Exercise -> All entries are to be returned verbatim.

*** Given information Section Begins ***

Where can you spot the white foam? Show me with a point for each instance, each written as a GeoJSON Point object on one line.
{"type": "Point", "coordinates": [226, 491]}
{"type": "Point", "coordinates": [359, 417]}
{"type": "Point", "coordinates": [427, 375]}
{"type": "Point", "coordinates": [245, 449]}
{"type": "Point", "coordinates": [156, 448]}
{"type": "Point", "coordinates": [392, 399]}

*** Given information Section Ends ***

Answer to the exercise ->
Where can you spot the white foam? Show me with a point for each instance, each written as a GeoJSON Point object on one line.
{"type": "Point", "coordinates": [226, 491]}
{"type": "Point", "coordinates": [359, 417]}
{"type": "Point", "coordinates": [427, 375]}
{"type": "Point", "coordinates": [245, 449]}
{"type": "Point", "coordinates": [156, 448]}
{"type": "Point", "coordinates": [392, 399]}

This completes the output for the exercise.